== Quoted passage ==
King’s Church in Cleveland, Ohio, officially launched in September 2016. Only 8 months before, in February, Noah and Steph Nickel made the commitment to launch in the fall. Over the next few months, King’s Church materialized, growing from idea to reality.
The Nickels saw God bring the pieces together: They joined the ARC Network. 75 people committed to their launch team. They received funding not only for a successful launch, but a full year of salaries for Noah and his wife, a practice their sending church keeps to bless their plants.
Name: Noah Nickel
Role: Lead Pastor
Church: King’s Church
Location: Cleveland, Ohio
Launch Date: September 25, 2016
What’s your story?
Here’s the nutshell: Grew up in Wisconsin, was on-and-off with church, and was kind of doing my own thing. After getting my life right with God, went to Bible school in Oklahoma, met my wife, Steph, and we moved back to her home in Ohio, where her mom and dad pastor a church.
We’ve been on staff at my in-laws’ church for the past 12 years. By all accounts, it’s a really successful church—large, healthy, has money, has an amazing facility…in the natural, it made sense for us to serve there and eventually move up to leadership.
In the back of our minds, though, we just had this sense that we’d be leading something from ground-level up.
Over the past several years, we’ve been feeling that we’re supposed to plant a church in Cleveland. It was only February of this year that we decided to launch, so we’ve had a crazy timeline.
Tell us more about this crazy timeline!
At the beginning of 2016, we thought we’d launch sometime in 2017—maybe Easter or after the New Year.
In February, I got dinner with a friend of mine who’d recently planted a church. We were talking about timing; he asked me when we planned to launch. I don’t know maybe Easter? Who knows. Maybe the New Year?
He was like Yeah man, but we live in Ohio. We could have a blizzard any of those days. You should launch in September. Next September. September 2017.
And I was like, Bro, we’re launching September 2016.
So, I went home and told my wife that I felt like we were supposed to launch in September 2016. We prayed about it, prayed with my wife’s parents (our pastors) about it, went to an ARC training a couple days later, and we came back like, “Yeah, let’s do it. Let’s make it happen. September of this year.”
Where did you even start?
I’ve had it told to me and I would tell anybody this: The idea of starting a church is cool. It’s that big dream. And then it hits you and you’re like, Okay, how the heck do I do this?
For us, our biggest thing was ARC. They have 2-day trainings where they lay out the practical steps: where to start, all the details. For us, it was a God-send.
At the time, we weren’t planning on being an ARC church, but people told us to go and get all the wisdom they have, and they really laid it out for us.

== Job a ==
From the listing below, copy out word for word the lines starting with the line containing "The scan above contains the man in" and going on through the line containing "[657,553,676,607]".

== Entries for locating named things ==
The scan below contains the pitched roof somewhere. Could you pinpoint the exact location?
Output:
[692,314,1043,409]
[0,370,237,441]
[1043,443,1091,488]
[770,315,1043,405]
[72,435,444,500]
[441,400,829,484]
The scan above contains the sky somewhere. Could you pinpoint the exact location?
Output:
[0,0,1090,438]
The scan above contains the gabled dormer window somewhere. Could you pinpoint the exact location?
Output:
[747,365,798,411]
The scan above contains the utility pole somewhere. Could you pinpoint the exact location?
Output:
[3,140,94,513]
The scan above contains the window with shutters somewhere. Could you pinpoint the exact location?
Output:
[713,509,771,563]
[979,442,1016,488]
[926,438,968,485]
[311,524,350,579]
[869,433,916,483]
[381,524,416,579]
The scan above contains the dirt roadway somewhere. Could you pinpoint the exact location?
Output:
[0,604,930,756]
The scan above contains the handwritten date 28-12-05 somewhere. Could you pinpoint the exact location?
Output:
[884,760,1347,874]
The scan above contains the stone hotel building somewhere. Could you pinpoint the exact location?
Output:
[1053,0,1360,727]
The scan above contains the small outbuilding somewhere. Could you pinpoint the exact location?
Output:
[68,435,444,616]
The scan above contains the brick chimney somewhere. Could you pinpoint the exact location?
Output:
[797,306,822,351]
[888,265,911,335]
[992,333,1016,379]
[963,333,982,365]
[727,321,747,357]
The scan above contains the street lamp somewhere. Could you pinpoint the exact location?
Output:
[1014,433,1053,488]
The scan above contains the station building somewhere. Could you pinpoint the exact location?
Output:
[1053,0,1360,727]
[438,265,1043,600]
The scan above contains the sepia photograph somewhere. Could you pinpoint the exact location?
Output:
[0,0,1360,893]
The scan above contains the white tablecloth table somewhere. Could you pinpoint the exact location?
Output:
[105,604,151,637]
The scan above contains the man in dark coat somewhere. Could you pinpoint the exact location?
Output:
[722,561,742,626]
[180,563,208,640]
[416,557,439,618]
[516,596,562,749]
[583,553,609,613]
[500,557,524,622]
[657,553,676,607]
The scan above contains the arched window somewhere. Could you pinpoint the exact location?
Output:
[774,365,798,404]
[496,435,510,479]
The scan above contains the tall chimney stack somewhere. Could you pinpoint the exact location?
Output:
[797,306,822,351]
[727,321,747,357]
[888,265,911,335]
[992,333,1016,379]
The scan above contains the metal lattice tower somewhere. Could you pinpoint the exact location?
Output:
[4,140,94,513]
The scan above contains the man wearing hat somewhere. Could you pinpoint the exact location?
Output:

== Job b ==
Pick up the King's Church interview above and carry it on from its last sentence.

== Right answer a ==
The scan above contains the man in dark coat somewhere. Could you pinpoint the exact location?
Output:
[722,561,742,626]
[180,563,208,640]
[416,557,439,618]
[516,596,562,749]
[583,553,609,613]
[500,557,524,622]
[657,553,676,607]

== Right answer b ==
Came back home, prayed about it, talked about it, and we were like, Why wouldn’t we just plant with ARC? The way ARC approaches church-planting really resonated with us.
We were pretty late in the game, but we snuck in our application, they let us in the interview process, and we got approved!
We haven’t gotten to attend an ARC training (yet)... What are some of the things you learned?
ARC’s launch philosophy is to launch big—to launch as big as you can in a sustainable, church-backed way.
ARC equips you with some good benchmarks:
- Suggested minimum of 35 adults on your launch team
- Projected budget
- Funding assistance (i.e.Interest-free loan—
raise a certain amount of your own funding, they’ll match it, then you’ll pay it back over time)
We got an ARC coach,a guy who started a church 6 years ago. I’d just call him with questions, like, How do you do this? What about this?
How’d you tackle fundraising?
Our home church, Faith Family, has been huge. The church itself supports us, as well as people at the church.
Since our home church uses Kindrid Smart Giving, it’s incredible how easy it’s been for people to give to King’s Church.
Before King’s Church partnered with Kindrid, givers would text our home church’s Smart Giving number with keyword KINGSCHURCH.
Once we signed up for our own Kindrid account, givers could text their gifts directly to us. Since they were already Smart Givers, they didn’t have to re-register or anything. It was insanely easy for them.
Pre-launch, when we sent out support letters, we had a section about financial support. You can give online, on our website, or you can text-to-give.
Over just the past couple months, $45-50k has come in just through our Kindrid account.
Going forward, what do you think is the most important thing for engaging the King’s Church family as they give?
Accessibility and ease of giving experience is super important. Everything is mobile now. Making giving easy and accessible has been a really big thing for us.
Several of our launch team have already set up their recurring gifts through Smart Giving, which is awesome.
Why Cleveland?
We knew for years that we wanted Cleveland. Our heart is to reach as many people as possible—to have as big of an influence as possible. For us, that’s big city.
It’s kind of a grimy, chip-on-your-shoulder, I-got-something-to-prove kind of city. We like that. We’ve always appreciated the Cleveland culture.
How did you start engaging with the Cleveland community?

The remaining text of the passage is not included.